- _THE TASK_: What is the number of lines in the data that contain "inside"? Respond with nothing else.

*****

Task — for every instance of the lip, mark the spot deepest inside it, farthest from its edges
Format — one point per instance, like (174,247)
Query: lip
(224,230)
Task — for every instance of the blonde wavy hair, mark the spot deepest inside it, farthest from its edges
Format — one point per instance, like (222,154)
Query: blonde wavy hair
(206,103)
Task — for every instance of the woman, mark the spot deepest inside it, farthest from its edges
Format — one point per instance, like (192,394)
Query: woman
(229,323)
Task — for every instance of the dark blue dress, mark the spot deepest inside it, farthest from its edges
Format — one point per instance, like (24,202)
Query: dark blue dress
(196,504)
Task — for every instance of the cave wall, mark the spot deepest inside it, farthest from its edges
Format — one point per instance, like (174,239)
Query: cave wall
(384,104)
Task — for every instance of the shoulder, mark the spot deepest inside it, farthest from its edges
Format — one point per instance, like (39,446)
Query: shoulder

*****

- _TASK RESULT_: 6